## Stated exercise:
In the entries below, reproduce verbatim the lines from the line containing "Where can you see the wooden" up to and including the line containing "[[89, 888]]".

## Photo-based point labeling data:
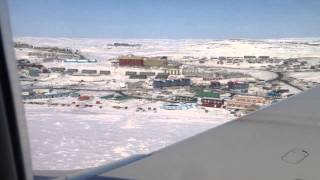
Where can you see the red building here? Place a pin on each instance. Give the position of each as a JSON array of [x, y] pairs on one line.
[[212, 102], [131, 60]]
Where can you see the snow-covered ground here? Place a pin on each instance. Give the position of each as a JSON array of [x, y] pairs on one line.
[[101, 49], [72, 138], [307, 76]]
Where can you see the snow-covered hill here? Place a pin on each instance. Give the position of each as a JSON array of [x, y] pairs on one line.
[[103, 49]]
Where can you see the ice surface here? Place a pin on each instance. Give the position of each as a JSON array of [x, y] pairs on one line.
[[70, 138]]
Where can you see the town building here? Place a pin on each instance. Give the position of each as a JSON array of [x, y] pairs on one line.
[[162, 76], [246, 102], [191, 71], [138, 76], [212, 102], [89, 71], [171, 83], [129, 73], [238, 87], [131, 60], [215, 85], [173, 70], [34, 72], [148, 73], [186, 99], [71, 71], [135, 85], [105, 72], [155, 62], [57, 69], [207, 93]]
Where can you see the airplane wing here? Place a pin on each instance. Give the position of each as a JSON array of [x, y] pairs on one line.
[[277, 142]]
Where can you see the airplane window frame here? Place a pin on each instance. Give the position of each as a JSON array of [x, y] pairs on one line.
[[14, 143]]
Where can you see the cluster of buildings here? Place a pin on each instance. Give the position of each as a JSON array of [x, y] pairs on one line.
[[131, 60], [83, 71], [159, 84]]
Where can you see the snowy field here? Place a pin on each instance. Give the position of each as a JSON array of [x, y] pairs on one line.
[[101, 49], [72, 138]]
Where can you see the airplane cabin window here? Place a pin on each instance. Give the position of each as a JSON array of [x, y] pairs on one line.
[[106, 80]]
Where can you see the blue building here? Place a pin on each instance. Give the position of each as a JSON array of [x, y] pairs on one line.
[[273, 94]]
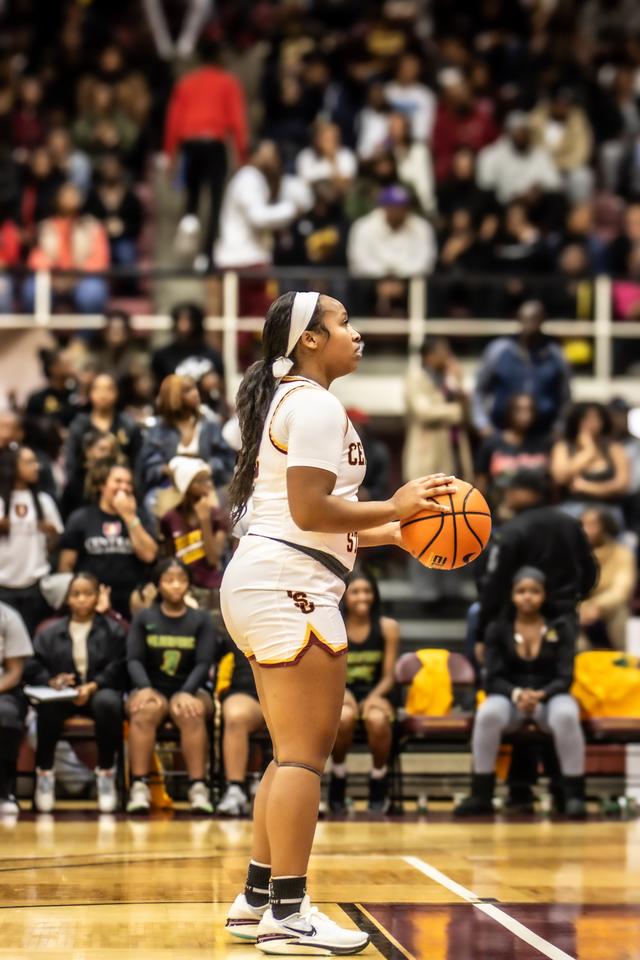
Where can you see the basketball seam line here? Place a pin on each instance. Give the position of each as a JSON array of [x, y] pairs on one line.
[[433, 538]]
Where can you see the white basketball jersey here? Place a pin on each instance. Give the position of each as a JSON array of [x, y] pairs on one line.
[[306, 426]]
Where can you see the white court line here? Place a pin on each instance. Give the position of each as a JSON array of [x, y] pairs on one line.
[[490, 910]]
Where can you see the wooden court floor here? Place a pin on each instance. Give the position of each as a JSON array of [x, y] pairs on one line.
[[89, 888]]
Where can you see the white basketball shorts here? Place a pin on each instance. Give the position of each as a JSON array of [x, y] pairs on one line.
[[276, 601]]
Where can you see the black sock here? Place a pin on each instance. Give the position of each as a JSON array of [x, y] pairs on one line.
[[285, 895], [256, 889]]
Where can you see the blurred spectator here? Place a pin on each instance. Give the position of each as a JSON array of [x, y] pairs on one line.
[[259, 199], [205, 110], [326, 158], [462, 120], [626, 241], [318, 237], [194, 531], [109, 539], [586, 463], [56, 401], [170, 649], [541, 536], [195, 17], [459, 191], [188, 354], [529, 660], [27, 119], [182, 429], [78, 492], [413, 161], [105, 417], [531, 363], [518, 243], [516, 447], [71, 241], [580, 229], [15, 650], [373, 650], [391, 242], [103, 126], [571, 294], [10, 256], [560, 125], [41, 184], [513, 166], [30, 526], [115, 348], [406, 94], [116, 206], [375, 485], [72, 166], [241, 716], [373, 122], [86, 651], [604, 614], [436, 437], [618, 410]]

## Result:
Where can you see the wooden court floor here? Place a pin on each instance. Give the position of each as a JSON array of [x, y] pairs on one line.
[[89, 888]]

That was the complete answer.